Records for the exercise START

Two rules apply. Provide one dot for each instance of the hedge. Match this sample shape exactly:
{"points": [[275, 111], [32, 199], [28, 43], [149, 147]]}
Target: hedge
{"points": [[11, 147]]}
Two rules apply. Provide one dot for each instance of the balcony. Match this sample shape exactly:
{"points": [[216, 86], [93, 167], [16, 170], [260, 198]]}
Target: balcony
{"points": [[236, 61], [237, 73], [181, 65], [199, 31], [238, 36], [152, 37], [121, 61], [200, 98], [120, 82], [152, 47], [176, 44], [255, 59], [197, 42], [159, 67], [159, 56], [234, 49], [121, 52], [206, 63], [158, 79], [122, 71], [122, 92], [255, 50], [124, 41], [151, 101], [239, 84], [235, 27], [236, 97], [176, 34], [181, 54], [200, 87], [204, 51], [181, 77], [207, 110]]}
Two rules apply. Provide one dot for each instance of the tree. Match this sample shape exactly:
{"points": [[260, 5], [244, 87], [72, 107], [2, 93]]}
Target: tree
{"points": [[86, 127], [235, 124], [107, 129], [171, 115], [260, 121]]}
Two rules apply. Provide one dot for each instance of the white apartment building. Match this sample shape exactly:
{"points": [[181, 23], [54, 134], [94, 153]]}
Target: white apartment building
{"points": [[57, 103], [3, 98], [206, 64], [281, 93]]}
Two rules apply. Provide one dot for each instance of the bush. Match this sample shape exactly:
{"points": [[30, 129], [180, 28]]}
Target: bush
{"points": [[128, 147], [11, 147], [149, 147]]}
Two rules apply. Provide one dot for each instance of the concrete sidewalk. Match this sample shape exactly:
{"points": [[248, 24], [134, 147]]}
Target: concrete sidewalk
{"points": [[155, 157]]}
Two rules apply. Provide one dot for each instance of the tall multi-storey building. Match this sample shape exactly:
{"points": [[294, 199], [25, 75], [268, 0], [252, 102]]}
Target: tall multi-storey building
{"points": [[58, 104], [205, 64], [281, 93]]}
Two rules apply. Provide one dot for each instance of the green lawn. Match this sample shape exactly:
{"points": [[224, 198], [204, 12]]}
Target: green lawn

Records for the exercise END

» **Task description**:
Send back, unchanged, every line of the records from the one with "Target: concrete sidewalk" through the last.

» **Answer area**:
Target: concrete sidewalk
{"points": [[155, 157]]}
Two rules apply. Provide one dot for each instance of the tall multi-storey building. Match this sample shape exactly:
{"points": [[294, 199], [25, 75], [268, 0], [252, 102]]}
Target: tall multi-storey building
{"points": [[58, 104], [205, 64], [281, 93]]}
Two rules apply. Provide one dot for each instance of the green lawn. Match this sample shape exactly:
{"points": [[224, 198], [204, 12]]}
Target: green lawn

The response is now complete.